- Texto do documento
#####
ILHÉUS 24H :: Porque a notícia não para. Porque a notícia não para

NINGUÉM É DEUS

JULIO GOMES

Julio Cezar de Oliveira Gomes é graduado em História e em Direito pela Uesc.
Julio Cezar de Oliveira Gomes é graduado em História e Direito pela Uesc.

Repercutiu amplamente em todo o Brasil o caso ocorrido no Rio de Janeiro, no qual uma agente de trânsito, durante uma blitz, abordou um juiz de direito que dirigia um veículo sem placa, sem documentos e sem portar habilitação, apreendendo o veículo.

Este fato deu origem a um processo judicial em que o Juiz pleiteou indenização por danos morais porque, em determinado momento do diálogo entre ele e a agente, esta afirmou que o condutor do veículo era “juiz, mas não Deus”, o que motivou a condenação da agente ao pagamento de R$ 5.000,00 a título de danos morais.

A atitude do juiz acima citado, infelizmente, não é um caso isolado, mas expressa o pensamento de parte significativa da população que, iludida com seus bens e seu status, ou sem compreender as questões ligadas ao mundo espiritual, acaba por negar o que há de fundamental: Que Deus é Deus, e tudo o mais que existe abaixo Dele está, simplesmente, abaixo Dele.

Durante a maior parte da história da humanidade Deus esteve no cotidiano da vida das pessoas. Não tínhamos antibióticos, nem anti-inflamatórios, nem remédios algum contra a maioria das doenças, e recorríamos a Deus para que nos curasse. Vivíamos na natureza, pedindo a Deus que nos livrasse das feras. Plantávamos ou saíamos para caçar, mas se a natureza se mostrasse adversa não colheríamos nem obteríamos alimento, conhecendo a fome. Tínhamos medo até de “golpe de ar”, que era como os mais velhos denominavam certos tipos de mal estar súbitos que, muitas vezes, ceifavam vidas. E quando nossos amados filhos pereciam ainda na infância – o que ocorria muito, muito frequentemente – dizíamos que se tornaram “anjinhos”, entregando-os a Deus.
#####
- Lista de tarefas
**A.** Diga se cada afirmação concorda com o artigo sobre o juiz e a agente de trânsito, respondendo sim ou não e citando as palavras do artigo que decidem a resposta: (i) a agente foi condenada a pagar R$ 5.000,00 por danos morais; (ii) o juiz dirigia um veículo com placa, mas sem documentos; (iii) a morte de filhos ainda na infância era rara.
**B.** Prossiga com o artigo sobre o juiz e a agente de trânsito a partir do ponto em que ele termina.
As linhas não têm relação com o artigo sobre o juiz e a agente de trânsito.

- Dados armazenados
#####
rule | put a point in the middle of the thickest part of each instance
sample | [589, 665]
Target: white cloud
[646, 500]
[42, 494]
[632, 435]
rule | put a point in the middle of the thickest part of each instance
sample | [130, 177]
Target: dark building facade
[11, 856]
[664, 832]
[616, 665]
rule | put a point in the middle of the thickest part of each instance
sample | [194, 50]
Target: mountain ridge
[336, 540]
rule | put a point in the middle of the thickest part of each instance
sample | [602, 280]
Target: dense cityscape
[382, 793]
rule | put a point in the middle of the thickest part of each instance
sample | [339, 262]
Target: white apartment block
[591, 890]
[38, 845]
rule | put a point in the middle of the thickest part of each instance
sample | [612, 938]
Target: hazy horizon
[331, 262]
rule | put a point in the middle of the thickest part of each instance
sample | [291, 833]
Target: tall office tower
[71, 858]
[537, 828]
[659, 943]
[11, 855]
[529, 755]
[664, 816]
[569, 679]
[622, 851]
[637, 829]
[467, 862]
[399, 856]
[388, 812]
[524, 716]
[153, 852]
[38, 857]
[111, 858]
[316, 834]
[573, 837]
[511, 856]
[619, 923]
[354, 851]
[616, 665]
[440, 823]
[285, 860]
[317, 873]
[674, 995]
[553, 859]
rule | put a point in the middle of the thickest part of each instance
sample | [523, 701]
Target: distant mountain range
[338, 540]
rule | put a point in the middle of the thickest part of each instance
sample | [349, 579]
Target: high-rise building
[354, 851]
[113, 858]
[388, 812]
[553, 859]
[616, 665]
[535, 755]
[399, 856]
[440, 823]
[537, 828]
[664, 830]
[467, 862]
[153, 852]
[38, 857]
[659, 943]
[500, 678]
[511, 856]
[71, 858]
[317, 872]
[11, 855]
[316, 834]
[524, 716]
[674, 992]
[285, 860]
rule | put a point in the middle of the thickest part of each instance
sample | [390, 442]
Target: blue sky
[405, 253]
#####
- Respostas por tarefa
**A.**
(i) Sim: "o que motivou a condenação da agente ao pagamento de R$ 5.000,00 a título de danos morais".
(ii) Não: "dirigia um veículo sem placa, sem documentos e sem portar habilitação".
(iii) Não: "o que ocorria muito, muito frequentemente".

**B.**
Hoje viajamos de avião para outro continente em poucas horas, com a maior segurança. Se o mais humilde entre nós se sofrer um AVC ou infarto, será levado de imediato a um leito hospitalar, onde as chances de sobreviver serão muito grandes. As doenças, em regra, não nos assustam mais, e a fome ainda que existe é fruto da desigualdade e egoísmo humanos, e não do rigor da natureza. Em resumo: achamos que não precisamos mais de Deus!

Terrível engano! Quando os remédios falham, quando ocorre um acidente, quando um ente querido se vai, quando o desespero bate à porta, é a Deus que recorremos, sejamos ricos ou pobres. Na verdade, deveríamos agradecer quando passamos de certos limites e alguém nos adverte de que não somos deuses. Isto evita, inúmeras vezes, males bem maiores.

No caso do juiz teria sido infinitamente melhor que ele acolhesse os argumentos da agente de trânsito, evitando ajuizar uma ação que, após a vitória nos tribunais, lhe deu tão triste fama, expondo-o em cadeia nacional, por todos os meios de comunicação.

Mais do que criticar ao malfadado juiz, talvez caiba a cada um de nós lembrar e aplicar a nós mesmos a afirmação de que não somos deuses. E, quem sabe, nos livramos de ter de compreender isto de forma muitíssimo mais dolorosa.